• _EXERCISE REQUIREMENTS_: An exact copy of the listing is required.

○ ○ ○

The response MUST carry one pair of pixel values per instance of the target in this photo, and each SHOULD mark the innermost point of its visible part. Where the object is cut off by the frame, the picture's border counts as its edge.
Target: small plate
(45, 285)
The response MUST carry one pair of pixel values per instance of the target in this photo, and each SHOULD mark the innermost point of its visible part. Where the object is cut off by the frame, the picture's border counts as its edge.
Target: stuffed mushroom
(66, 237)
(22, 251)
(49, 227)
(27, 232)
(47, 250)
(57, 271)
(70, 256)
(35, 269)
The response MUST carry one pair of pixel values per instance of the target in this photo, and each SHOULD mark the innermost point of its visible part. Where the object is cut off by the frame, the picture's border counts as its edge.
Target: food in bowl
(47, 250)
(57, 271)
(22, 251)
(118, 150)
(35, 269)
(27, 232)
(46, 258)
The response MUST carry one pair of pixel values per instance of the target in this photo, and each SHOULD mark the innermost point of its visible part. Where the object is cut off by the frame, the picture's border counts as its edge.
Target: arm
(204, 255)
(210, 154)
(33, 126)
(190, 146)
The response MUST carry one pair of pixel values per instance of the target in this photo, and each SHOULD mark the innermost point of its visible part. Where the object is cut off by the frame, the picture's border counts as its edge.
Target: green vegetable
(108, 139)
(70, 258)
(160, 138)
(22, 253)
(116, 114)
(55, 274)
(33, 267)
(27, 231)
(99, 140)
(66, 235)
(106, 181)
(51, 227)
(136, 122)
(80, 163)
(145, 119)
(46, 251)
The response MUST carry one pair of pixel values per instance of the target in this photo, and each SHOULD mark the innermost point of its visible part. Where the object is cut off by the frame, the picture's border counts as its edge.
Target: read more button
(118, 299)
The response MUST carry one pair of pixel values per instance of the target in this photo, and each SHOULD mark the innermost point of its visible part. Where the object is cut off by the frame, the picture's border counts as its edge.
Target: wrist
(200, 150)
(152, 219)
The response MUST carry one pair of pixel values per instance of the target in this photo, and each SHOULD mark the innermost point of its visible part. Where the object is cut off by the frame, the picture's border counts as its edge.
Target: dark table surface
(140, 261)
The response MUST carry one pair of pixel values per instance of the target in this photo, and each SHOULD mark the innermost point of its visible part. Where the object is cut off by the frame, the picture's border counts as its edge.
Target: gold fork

○ ○ ○

• _TASK OUTPUT_:
The response MUST carry one pair of pixel values per instance of the target in this photo, and each SHOULD mark the innermost point of its visible part. Where the object is cut off by the frame, the picture's border counts as its edge.
Target: small plate
(45, 285)
The response MUST carry one pair of pixel values per instance of the target in this photo, and each SHOULD mark the innermost point of its visible part. Where the object is cut off by the frame, the picture's border counts as its edge.
Target: stuffed mushroom
(66, 237)
(22, 251)
(49, 227)
(27, 232)
(47, 250)
(57, 271)
(70, 256)
(35, 269)
The response MUST carry one pair of pixel values per instance of the target in this photo, and each SHOULD mark the innermost point of its visible part. Where the object is cut off by the frame, the picture's border counts as its edge.
Target: food in bowl
(47, 250)
(57, 271)
(22, 251)
(118, 150)
(35, 269)
(27, 232)
(46, 258)
The response MUST carry one pair of pixel values per instance of the target in this photo, and each SHOULD mark the innermost point of its visible part. Where the object is cut off by the frame, the picture's border counts as its edge.
Target: arm
(204, 255)
(210, 154)
(33, 126)
(190, 146)
The response MUST carry one pair of pixel values per instance of the target in this photo, and each SHOULD mark the innermost point of its visible part. Where the object is cut off by the frame, the picture's border counts as its edge.
Target: green vegetable
(108, 139)
(70, 258)
(160, 138)
(22, 253)
(116, 114)
(55, 274)
(33, 267)
(27, 231)
(99, 140)
(66, 235)
(106, 181)
(51, 227)
(136, 122)
(80, 163)
(145, 119)
(46, 251)
The response MUST carry one pair of pixel values per instance of the target in this photo, and each SHOULD mark the innermost point of its visible part. Where the object is cut off by the frame, the picture's border counts as its edge.
Target: read more button
(118, 299)
The response MUST carry one pair of pixel values per instance of the target in this photo, and each SHOULD mark the innermost point of its visible part. Where the object is cut off by the frame, the picture's border counts as its edge.
Target: wrist
(200, 150)
(152, 219)
The response MUST carry one pair of pixel values per instance of the target in this photo, and each SHOULD mark the innermost point of its visible part. Where the object is cut off by the frame, the picture's border counts as its edge.
Target: dark table surface
(140, 261)
The response MUST carry one pair of pixel values per instance of the target in this photo, and each SHOULD mark the innermost point of its visible part. Where the object is cut off by the frame, the picture's border counts as its edge.
Target: gold fork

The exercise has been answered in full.